**TASK MATERIAL:**
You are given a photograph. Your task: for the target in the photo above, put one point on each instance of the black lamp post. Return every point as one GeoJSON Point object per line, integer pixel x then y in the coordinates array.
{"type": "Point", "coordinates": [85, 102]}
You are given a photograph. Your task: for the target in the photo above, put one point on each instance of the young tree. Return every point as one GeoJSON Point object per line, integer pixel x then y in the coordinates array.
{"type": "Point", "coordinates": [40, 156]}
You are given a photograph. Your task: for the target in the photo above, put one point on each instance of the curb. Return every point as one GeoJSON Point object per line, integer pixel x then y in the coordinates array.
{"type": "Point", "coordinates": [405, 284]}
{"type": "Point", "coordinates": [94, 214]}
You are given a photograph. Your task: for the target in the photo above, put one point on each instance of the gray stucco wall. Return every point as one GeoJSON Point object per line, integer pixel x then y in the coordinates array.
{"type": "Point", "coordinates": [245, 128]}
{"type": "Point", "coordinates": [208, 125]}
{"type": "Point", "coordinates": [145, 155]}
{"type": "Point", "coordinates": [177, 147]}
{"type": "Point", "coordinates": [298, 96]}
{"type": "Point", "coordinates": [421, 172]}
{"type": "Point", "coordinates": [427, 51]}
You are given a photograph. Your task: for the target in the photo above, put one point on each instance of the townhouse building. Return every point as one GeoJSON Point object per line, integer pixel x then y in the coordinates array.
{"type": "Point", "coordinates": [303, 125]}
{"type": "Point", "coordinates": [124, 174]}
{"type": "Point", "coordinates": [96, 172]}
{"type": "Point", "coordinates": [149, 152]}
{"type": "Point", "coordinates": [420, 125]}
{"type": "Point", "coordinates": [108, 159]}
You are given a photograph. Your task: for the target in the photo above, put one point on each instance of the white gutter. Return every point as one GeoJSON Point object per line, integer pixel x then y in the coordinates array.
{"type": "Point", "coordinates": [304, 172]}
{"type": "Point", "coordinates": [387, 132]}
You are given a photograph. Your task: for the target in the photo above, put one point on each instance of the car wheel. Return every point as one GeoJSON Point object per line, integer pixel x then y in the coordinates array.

**PROBLEM DESCRIPTION:**
Extract, verbatim, the part of the rows above that opens with the line containing "of the townhouse" and runs through the final row, including both ends.

**CORRECT RESULT:**
You are given a photograph. Your task: for the target in the photo above, put one point on each instance of the townhouse building. Return every point as one GeoJSON Point object per line, integer pixel x then y in the coordinates array.
{"type": "Point", "coordinates": [303, 125]}
{"type": "Point", "coordinates": [124, 174]}
{"type": "Point", "coordinates": [96, 172]}
{"type": "Point", "coordinates": [149, 152]}
{"type": "Point", "coordinates": [420, 125]}
{"type": "Point", "coordinates": [108, 159]}
You are given a photograph. Your task: for the target in the photo above, put one point on each instance of the white gutter. Return every point as one GeoJSON Point object per line, integer pixel x then y in the coordinates array.
{"type": "Point", "coordinates": [304, 172]}
{"type": "Point", "coordinates": [387, 132]}
You are given a photograph. Your task: for the target in the photo above, put one point on each instance of the car wheel. Return every point as one GeoJSON Point object per line, integer pixel x then y in the coordinates array.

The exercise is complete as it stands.